España cambia de orientación y apuesta por un modelo productivo sostenible. Los pilares del crecimiento de los últimos años se basaron en el ladrillo y en aquellas operaciones especulativas que permitieron alimentar perspectivas de muy escasa solidez y de amplia volatilidad. A la vez se descuidaron las políticas basadas en una mayor eficiencia y en un crecimiento de la productividad. Los efectos de dicho modelo son claros: caída de la producción, aumento del desempleo, alza de los desequilibrios comerciales, entre otros.

Ahora, la apuesta actual se encamina hacia un nuevo modelo de crecimiento sostenible, que elimine el casticismo de la improvisación y la avidez de que hicieron gala numerosos parvenus del mundo económico. Se define por alcanzar ratios de productividad más elevados que permitan ganar posicionamientos en los mercados mundiales. Para ello, se refuerzan las políticas de infraestructuras físicas (capital fijo) y se estimulan las de capital social y tecnológico. La combinación de ambas ha de tener presente la sostenibilidad medioambiental; esto es, no provocar el deterioro ni comprometer situaciones irreparables a las generaciones venideras. Para ello se precisan mecanismos de vigilancia (que yo les llamaría de evaluación permanente) y una clara aplicación de instrumentos de política económica para aumentar el empleo, estimular el consumo y la inversión, y generar climas de confianza.

Es evidente que sería más fácil llevarlo a la práctica si hubiera un pacto nacional para afrontar dichos desafíos. Razones no faltan, pues se sabe muy bien que ningún país es inmune a la crisis global y ningún país puede caer en la trampa de las egolatrías personales.

[Filas del conjunto de datos]
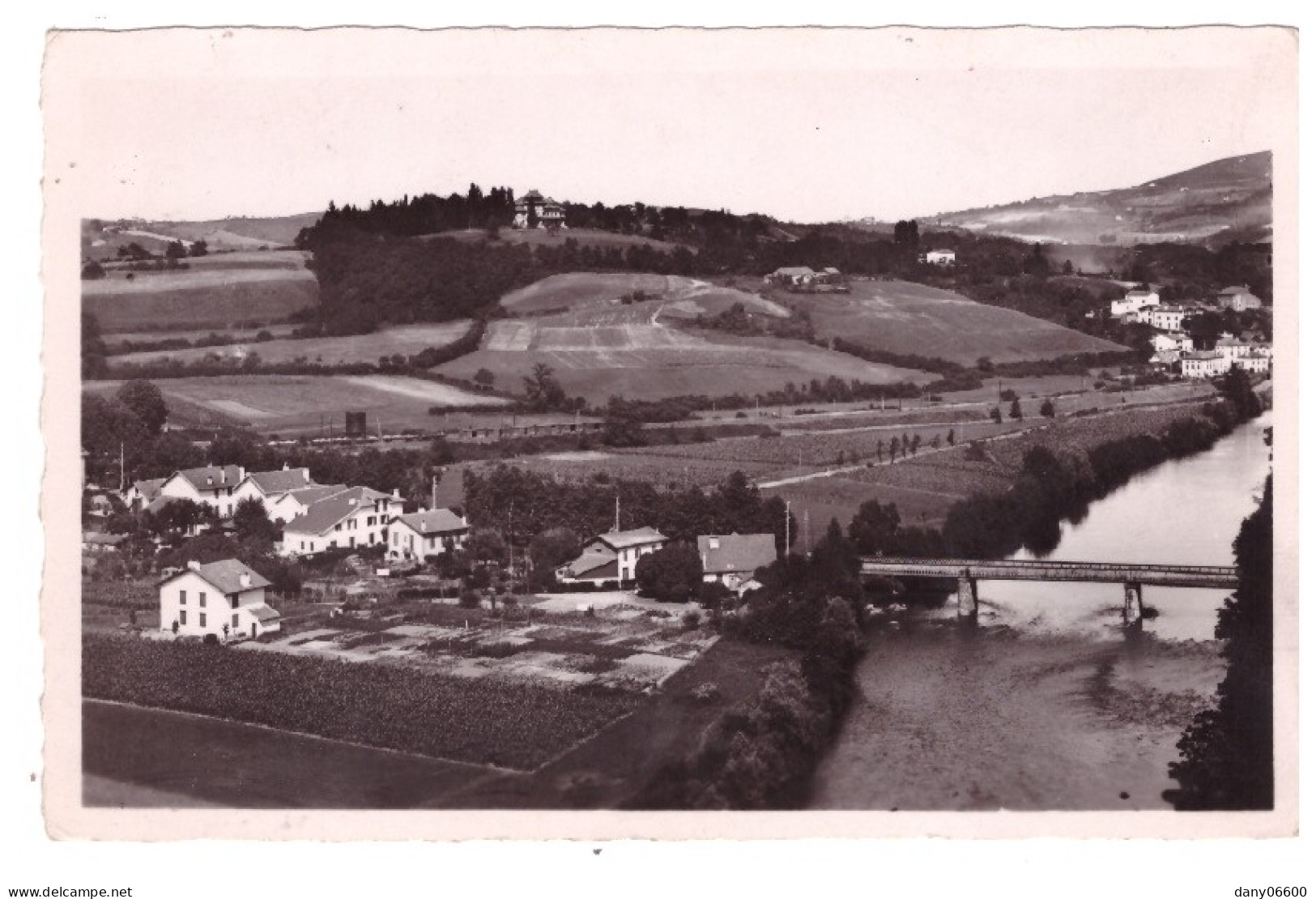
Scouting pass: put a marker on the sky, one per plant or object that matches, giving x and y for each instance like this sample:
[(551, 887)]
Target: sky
[(806, 126)]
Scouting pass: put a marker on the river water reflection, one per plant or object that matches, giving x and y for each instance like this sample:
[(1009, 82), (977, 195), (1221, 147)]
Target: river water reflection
[(1046, 705)]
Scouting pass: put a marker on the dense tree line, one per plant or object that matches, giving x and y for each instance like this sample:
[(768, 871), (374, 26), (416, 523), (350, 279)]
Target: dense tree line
[(1227, 755)]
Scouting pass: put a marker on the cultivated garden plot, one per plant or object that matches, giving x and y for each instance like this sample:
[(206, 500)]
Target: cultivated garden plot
[(616, 645)]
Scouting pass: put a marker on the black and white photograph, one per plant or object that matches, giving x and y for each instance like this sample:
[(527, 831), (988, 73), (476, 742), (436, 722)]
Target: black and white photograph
[(888, 421)]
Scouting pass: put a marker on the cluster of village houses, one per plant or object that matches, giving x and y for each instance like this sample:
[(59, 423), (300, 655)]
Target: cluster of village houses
[(1173, 347), (228, 599)]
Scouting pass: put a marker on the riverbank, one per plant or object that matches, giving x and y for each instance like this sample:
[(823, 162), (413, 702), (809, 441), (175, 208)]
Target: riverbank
[(1049, 703), (947, 719)]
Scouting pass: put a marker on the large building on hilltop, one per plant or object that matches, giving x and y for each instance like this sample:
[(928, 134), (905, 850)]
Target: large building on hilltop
[(539, 211)]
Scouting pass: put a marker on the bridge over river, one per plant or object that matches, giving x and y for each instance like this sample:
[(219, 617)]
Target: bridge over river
[(968, 573)]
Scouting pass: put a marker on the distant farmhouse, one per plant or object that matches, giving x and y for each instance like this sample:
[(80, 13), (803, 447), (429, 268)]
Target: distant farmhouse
[(939, 257), (223, 599), (789, 275), (357, 516), (1237, 299), (425, 535), (804, 279), (611, 557), (1133, 301), (732, 560), (537, 211)]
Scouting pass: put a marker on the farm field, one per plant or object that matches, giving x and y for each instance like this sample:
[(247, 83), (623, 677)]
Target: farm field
[(406, 340), (305, 404), (654, 361), (682, 296), (905, 317), (536, 237), (926, 486), (199, 298)]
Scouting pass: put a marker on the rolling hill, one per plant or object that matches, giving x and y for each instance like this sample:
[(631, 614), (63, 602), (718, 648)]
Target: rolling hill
[(1216, 203), (901, 316)]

_Objetivo de la tarea:_ Reescribe el pasaje del texto sobre el modelo productivo español que empieza con "España cambia de" y sigue hasta "comerciales, entre otros.". Sustituye "ladrillo" por "sector inmobiliario".

_Solución del problema:_
España cambia de orientación y apuesta por un modelo productivo sostenible. Los pilares del crecimiento de los últimos años se basaron en el sector inmobiliario y en aquellas operaciones especulativas que permitieron alimentar perspectivas de muy escasa solidez y de amplia volatilidad. A la vez se descuidaron las políticas basadas en una mayor eficiencia y en un crecimiento de la productividad. Los efectos de dicho modelo son claros: caída de la producción, aumento del desempleo, alza de los desequilibrios comerciales, entre otros.